▶ _Problem to solve_:
Reproduce only the records starting at the line containing "find distant island" and ending at the line containing "[(721, 463)]", leaving the requests and their format samples unchanged. In the answers, multiply every coordinate by 1.5 and round to whole numbers, with halves rounding up.

------------

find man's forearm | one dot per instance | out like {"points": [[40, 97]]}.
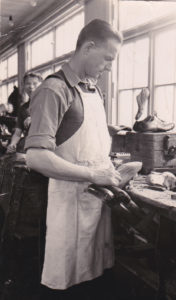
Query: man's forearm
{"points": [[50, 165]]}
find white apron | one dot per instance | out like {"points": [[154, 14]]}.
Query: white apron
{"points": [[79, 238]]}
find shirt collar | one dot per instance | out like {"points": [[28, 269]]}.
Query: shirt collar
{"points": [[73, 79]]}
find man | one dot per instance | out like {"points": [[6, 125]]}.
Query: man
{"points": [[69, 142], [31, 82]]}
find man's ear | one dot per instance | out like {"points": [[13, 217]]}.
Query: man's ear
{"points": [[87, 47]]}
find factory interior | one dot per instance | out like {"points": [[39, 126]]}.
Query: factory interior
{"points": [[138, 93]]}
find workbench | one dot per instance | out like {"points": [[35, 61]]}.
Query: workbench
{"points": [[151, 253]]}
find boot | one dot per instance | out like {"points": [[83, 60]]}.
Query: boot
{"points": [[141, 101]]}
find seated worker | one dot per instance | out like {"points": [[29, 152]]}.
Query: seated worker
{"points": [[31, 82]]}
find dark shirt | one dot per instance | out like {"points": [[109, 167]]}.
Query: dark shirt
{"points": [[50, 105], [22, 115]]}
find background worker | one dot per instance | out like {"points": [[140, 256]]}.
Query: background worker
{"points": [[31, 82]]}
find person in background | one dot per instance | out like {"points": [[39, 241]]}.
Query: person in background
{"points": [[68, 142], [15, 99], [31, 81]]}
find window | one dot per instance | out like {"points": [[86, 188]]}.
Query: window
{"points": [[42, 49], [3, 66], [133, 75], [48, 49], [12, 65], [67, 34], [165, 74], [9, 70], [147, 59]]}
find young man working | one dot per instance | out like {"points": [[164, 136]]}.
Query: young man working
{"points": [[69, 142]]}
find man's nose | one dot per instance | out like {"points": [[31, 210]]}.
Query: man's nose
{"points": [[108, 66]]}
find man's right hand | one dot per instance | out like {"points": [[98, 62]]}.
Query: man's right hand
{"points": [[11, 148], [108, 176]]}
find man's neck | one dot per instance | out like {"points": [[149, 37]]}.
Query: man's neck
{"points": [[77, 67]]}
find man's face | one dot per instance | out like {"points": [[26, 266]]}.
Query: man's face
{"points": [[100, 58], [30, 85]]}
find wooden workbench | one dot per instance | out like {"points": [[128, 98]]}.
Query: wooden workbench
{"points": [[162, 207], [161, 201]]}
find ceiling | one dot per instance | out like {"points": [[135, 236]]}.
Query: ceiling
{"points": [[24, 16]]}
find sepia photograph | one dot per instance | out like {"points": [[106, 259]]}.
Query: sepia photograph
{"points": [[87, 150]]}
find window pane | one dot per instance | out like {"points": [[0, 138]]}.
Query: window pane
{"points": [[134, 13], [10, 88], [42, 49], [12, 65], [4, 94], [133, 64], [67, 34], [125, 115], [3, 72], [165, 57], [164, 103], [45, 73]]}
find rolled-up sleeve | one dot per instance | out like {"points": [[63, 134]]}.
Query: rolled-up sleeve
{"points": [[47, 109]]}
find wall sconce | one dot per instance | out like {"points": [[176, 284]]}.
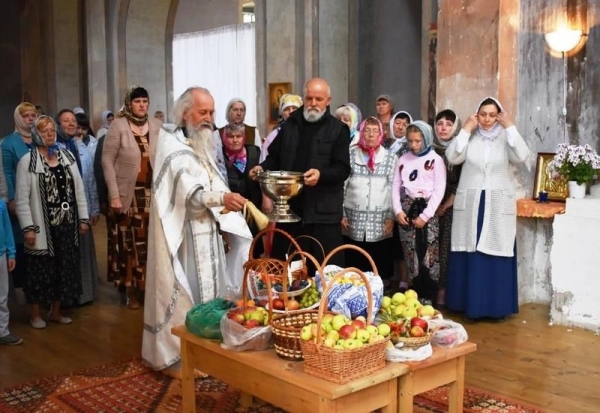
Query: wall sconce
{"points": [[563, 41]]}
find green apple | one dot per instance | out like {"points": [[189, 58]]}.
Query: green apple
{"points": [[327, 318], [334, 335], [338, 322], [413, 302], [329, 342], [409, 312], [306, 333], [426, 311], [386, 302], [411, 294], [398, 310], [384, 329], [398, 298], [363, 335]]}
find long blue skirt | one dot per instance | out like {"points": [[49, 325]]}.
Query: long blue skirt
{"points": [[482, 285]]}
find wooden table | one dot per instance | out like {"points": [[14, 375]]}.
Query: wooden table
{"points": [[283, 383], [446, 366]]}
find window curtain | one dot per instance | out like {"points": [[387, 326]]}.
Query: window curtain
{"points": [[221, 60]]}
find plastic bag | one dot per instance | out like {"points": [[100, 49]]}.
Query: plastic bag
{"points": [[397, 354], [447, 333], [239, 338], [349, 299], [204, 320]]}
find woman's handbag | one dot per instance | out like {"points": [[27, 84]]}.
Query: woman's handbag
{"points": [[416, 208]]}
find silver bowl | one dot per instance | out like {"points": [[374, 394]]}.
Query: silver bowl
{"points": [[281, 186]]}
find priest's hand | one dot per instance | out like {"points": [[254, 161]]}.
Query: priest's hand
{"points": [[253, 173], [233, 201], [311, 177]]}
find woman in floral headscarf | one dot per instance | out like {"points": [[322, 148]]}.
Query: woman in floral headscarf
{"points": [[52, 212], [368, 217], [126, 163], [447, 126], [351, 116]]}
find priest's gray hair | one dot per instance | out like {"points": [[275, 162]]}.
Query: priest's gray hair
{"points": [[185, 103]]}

------------

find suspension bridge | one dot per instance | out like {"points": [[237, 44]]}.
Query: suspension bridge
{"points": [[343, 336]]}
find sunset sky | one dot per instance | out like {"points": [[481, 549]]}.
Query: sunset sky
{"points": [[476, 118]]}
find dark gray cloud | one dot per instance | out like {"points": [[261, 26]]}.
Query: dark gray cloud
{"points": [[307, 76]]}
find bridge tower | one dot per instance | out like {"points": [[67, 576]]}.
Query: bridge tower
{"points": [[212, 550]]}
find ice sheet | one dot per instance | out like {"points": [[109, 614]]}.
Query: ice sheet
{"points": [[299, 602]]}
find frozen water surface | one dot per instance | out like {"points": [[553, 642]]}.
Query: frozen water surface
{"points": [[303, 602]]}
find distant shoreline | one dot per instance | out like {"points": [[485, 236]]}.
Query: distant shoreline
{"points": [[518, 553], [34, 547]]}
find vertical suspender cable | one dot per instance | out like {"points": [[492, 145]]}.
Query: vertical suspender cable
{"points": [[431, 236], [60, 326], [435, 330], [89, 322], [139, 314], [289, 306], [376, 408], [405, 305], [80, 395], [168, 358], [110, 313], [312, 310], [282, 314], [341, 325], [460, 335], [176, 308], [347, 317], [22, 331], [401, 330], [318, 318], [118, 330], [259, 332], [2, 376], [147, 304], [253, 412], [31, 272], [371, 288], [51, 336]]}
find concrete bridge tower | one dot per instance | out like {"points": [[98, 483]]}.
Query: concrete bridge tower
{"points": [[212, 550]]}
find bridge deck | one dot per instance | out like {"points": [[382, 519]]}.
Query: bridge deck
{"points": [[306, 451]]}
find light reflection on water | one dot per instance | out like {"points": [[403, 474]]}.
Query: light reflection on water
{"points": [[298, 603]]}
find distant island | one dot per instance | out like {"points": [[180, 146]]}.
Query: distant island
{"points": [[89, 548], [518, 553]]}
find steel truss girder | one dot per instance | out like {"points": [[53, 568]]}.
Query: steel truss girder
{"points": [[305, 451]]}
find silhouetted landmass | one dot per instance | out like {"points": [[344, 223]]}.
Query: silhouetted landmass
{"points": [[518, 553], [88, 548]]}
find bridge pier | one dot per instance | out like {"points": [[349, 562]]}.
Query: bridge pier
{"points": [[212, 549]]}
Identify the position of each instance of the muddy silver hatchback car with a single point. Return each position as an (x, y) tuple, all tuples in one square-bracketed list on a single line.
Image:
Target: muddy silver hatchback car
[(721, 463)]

------------

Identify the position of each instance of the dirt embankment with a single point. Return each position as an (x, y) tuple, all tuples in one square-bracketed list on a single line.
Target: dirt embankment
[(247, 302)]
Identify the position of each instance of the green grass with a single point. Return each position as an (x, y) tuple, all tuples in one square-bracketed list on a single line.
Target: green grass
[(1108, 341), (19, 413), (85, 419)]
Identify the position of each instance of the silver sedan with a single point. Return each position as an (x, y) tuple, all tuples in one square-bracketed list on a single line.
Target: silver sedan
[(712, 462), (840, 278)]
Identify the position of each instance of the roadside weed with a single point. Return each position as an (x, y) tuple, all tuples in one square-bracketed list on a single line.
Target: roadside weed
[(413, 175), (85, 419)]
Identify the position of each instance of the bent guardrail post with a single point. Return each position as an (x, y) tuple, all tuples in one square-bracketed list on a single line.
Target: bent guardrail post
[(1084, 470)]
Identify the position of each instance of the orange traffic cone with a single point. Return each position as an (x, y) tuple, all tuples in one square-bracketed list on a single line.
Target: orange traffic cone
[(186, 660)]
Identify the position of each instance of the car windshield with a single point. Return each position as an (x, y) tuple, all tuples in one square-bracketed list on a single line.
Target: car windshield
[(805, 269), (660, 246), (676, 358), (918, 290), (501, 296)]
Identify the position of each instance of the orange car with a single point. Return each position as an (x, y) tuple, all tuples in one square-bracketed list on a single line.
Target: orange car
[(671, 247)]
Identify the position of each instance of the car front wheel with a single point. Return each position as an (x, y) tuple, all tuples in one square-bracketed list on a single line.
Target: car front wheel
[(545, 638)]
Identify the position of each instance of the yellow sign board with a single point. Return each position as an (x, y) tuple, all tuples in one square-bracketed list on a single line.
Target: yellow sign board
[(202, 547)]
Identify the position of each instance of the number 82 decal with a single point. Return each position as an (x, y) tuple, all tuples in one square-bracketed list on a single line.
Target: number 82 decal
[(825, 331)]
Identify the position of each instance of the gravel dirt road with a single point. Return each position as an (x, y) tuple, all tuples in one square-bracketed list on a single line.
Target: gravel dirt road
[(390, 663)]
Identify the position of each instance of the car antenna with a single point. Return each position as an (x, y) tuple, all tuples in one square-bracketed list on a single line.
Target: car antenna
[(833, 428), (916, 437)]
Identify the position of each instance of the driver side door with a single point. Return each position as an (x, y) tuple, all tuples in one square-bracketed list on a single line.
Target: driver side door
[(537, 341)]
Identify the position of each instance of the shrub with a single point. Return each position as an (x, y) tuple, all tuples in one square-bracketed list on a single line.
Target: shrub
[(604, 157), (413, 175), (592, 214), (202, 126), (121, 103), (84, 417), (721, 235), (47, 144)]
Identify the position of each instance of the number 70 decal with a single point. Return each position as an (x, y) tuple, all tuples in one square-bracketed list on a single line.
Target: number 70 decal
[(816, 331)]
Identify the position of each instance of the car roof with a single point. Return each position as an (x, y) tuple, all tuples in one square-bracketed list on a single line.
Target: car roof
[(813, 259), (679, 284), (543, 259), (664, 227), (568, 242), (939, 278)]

------------

▶ _Solution to this exercise_:
find distant island | one dot per instance | out like {"points": [[180, 146]]}.
Query: distant island
{"points": [[134, 822], [777, 830]]}
find steel truss girder | one dot per instance | out like {"points": [[53, 568]]}.
Query: steel truss girder
{"points": [[458, 677]]}
find silhouetted landmass | one dot per instance | out like {"points": [[344, 223]]}.
Query: silhouetted landmass
{"points": [[777, 830], [132, 822]]}
find bridge pier | one dot per instance | out like {"points": [[349, 562]]}.
Query: bridge pier
{"points": [[318, 824]]}
Identify the position of each instance of the muddy silver hatchback car with a single point. Return each position as an (x, y) tuple, all tuples in one square-bracketed list on a single line.
Image:
Target: muddy silver hatchback car
[(1082, 695)]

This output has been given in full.